Again, almost right. You're finishing the access list with a permit ip any any to allow all
traffic not explicitly denied by the above statements, but your number is wrong. You're using
100 when you should be using 101. Same goes for the ip access-group statement.

So the final statement should read access-list 101 permit ip any any

and you should apply ip access-group 101 in to the ethernet inteface for the LAN

Now, I'm sure I made a mistake somewhere, I've been answering this over the course of a couple
hours at work between calls, so I'm sure my train of thought got crossed somewhere. If anyone
sees any mistakes with my solution, let me know, I'd rather not spread incorrect information hehe

Btw, this will be the only time I give explicit answers to your homework Next time, I'll just give pointers hehe

Drakonblayde · October 2004

access-list 101 permit ip 202.30.40.0 0.0.0.64 209.0.0.2 0.0.0.254

The first three bits for the 4th usable subnet will always be 100, so you want to match
that. A wildcard mask of 64 translates to 00011111, which tells the acl to make sure the first
three bits match. Again, you use a 254 mask for the destination since the last bit is the only
one you need to determine if the host is odd or even.

Actually, looking back over this, I'm pretty sure that the above statement isn't needed either. The permit ip any any at the end of the statement would allow the management hosts to hit those servers. The only issue that needs to be dealt with in the server farm, as I understand it, is denying the production hosts access to the odd numbered servers.

▶ _STORED DATA_

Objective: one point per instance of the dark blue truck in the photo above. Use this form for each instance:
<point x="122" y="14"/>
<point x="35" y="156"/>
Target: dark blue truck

▶ _PROBLEM TO WORK ON_
Return the part of the access-list forum post that opens with the words containing "Again, almost right." and closes with "ip access-group statement.", copied word for word.

▶ _SOLVED EXERCISE_
Again, almost right. You're finishing the access list with a permit ip any any to allow all
traffic not explicitly denied by the above statements, but your number is wrong. You're using
100 when you should be using 101. Same goes for the ip access-group statement.